──────── Data for this task

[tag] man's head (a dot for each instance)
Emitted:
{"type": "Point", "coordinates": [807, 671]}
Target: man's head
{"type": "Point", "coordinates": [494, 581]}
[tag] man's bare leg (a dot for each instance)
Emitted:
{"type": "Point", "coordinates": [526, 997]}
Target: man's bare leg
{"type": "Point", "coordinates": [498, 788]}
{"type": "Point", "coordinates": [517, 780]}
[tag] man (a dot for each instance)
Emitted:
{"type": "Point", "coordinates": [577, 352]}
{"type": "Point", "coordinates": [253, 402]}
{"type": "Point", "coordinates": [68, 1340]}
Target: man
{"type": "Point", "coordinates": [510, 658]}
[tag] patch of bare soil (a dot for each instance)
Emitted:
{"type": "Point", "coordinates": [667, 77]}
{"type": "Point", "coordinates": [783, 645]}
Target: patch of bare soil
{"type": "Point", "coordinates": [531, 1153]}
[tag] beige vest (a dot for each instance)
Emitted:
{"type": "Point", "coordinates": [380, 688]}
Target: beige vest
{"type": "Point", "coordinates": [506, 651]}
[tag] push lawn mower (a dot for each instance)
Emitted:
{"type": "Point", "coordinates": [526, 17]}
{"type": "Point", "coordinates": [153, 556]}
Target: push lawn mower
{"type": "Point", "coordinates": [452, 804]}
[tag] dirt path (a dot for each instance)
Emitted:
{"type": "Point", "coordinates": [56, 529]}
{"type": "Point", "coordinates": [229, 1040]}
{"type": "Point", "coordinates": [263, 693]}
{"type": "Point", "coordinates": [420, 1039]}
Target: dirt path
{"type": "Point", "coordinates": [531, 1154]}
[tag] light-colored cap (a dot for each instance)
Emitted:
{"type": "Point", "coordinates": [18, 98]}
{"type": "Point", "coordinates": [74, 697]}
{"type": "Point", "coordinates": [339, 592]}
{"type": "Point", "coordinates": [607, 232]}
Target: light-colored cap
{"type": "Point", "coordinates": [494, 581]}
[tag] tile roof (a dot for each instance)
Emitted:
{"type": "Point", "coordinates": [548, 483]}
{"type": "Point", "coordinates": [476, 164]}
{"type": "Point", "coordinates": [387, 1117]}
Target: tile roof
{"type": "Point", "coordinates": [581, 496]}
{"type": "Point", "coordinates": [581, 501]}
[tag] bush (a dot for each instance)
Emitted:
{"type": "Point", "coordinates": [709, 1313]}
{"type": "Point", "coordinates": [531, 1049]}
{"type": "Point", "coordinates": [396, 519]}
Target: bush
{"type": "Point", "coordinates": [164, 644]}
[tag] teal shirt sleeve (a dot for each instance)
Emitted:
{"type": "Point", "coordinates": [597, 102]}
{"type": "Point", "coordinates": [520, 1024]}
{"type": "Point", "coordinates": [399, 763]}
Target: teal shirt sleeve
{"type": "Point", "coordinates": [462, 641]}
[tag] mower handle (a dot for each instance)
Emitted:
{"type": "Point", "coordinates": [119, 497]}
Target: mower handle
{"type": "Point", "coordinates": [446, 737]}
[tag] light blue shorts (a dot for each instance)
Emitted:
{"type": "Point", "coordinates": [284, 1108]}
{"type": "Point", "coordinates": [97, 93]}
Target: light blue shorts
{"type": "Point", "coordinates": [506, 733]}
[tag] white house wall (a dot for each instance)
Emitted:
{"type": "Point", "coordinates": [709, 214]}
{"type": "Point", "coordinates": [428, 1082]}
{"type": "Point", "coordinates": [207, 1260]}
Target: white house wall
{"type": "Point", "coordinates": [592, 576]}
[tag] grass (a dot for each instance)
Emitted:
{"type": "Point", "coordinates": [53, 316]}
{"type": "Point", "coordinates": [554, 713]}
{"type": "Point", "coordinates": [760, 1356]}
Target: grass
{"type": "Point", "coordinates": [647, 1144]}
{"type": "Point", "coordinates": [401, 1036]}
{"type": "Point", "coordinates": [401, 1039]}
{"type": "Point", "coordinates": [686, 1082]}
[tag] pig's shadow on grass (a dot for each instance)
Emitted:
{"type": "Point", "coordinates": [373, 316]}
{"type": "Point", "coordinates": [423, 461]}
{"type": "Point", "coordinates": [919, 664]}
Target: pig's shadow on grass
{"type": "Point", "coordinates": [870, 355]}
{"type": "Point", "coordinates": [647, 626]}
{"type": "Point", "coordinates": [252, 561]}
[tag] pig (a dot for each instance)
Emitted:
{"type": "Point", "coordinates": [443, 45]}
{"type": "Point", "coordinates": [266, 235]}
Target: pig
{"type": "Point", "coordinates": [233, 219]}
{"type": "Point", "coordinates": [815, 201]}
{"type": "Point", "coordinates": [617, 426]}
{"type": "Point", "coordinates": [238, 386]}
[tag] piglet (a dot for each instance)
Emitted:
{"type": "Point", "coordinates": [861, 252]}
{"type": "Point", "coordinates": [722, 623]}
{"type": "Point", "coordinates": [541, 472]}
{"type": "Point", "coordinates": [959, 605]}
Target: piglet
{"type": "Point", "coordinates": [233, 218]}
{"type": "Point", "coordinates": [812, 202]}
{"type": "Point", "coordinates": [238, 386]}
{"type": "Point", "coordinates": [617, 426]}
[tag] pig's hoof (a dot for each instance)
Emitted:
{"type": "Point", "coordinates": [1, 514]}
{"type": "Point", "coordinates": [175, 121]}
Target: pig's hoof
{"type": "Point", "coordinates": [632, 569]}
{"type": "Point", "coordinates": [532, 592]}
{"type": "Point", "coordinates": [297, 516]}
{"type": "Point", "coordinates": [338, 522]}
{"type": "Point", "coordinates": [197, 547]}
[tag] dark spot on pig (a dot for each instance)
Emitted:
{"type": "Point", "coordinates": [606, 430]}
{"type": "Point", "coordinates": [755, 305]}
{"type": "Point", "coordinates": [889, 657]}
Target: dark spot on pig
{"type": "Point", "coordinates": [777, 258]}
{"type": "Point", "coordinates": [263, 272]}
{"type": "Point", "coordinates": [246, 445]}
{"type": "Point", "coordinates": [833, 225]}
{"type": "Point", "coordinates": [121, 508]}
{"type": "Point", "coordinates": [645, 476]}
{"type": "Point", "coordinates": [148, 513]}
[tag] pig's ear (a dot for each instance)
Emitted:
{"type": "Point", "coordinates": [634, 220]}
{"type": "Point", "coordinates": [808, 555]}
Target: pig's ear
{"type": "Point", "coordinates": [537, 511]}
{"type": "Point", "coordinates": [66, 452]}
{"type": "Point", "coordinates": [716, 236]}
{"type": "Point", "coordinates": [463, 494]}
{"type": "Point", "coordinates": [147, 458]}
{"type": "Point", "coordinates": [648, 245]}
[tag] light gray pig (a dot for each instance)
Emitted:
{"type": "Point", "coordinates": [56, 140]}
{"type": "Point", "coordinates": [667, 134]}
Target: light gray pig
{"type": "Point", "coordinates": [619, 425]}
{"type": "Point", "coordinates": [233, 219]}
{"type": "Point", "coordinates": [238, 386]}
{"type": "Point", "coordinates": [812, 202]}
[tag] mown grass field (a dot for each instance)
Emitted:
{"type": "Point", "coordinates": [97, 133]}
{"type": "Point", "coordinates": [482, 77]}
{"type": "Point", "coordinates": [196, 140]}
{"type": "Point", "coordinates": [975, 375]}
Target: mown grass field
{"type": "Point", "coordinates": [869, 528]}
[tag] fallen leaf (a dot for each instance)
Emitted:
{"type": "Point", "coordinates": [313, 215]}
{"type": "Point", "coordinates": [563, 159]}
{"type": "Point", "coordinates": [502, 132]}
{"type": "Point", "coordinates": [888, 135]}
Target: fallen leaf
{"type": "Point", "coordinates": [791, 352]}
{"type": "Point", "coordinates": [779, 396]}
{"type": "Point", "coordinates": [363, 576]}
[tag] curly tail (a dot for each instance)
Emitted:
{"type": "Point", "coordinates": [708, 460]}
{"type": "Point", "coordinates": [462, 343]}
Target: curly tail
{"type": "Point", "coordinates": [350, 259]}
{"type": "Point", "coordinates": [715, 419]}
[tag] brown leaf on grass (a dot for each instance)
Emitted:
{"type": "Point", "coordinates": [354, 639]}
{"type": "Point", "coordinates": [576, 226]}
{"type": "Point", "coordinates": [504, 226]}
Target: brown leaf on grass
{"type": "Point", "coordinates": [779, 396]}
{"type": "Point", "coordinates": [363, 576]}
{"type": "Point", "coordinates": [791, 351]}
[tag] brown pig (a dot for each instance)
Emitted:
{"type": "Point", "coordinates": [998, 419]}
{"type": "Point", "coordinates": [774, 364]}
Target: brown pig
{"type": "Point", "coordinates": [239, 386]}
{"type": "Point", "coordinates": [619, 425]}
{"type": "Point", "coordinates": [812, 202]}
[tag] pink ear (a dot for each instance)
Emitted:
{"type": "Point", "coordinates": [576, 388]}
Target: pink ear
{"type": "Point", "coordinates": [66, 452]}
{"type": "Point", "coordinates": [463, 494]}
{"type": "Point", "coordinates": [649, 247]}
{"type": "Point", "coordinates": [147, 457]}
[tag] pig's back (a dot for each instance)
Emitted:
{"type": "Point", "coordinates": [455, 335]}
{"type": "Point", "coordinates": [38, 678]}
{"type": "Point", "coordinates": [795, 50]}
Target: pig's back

────────────────

[Aim] Output only the lines from the one holding "[tag] curly tail (a dot for each instance)" through the last line above, exactly as they appear.

[Completed task]
[tag] curly tail (a dot for each instance)
Emitted:
{"type": "Point", "coordinates": [708, 460]}
{"type": "Point", "coordinates": [462, 343]}
Target: curly tail
{"type": "Point", "coordinates": [350, 259]}
{"type": "Point", "coordinates": [715, 419]}
[tag] brown leaf on grass (a dot for each instance)
Emitted:
{"type": "Point", "coordinates": [354, 639]}
{"type": "Point", "coordinates": [576, 226]}
{"type": "Point", "coordinates": [504, 226]}
Target: brown leaf on grass
{"type": "Point", "coordinates": [779, 396]}
{"type": "Point", "coordinates": [363, 576]}
{"type": "Point", "coordinates": [791, 351]}
[tag] brown pig (a dot for each instance)
Emitted:
{"type": "Point", "coordinates": [998, 419]}
{"type": "Point", "coordinates": [774, 364]}
Target: brown pig
{"type": "Point", "coordinates": [239, 386]}
{"type": "Point", "coordinates": [619, 425]}
{"type": "Point", "coordinates": [812, 202]}
[tag] pink ear (a dot for each instance)
Emitted:
{"type": "Point", "coordinates": [576, 388]}
Target: pink ear
{"type": "Point", "coordinates": [66, 452]}
{"type": "Point", "coordinates": [463, 494]}
{"type": "Point", "coordinates": [649, 247]}
{"type": "Point", "coordinates": [147, 457]}
[tag] pig's back (a dot for each instance)
Emitted:
{"type": "Point", "coordinates": [455, 335]}
{"type": "Point", "coordinates": [38, 678]}
{"type": "Point", "coordinates": [795, 50]}
Target: pig's back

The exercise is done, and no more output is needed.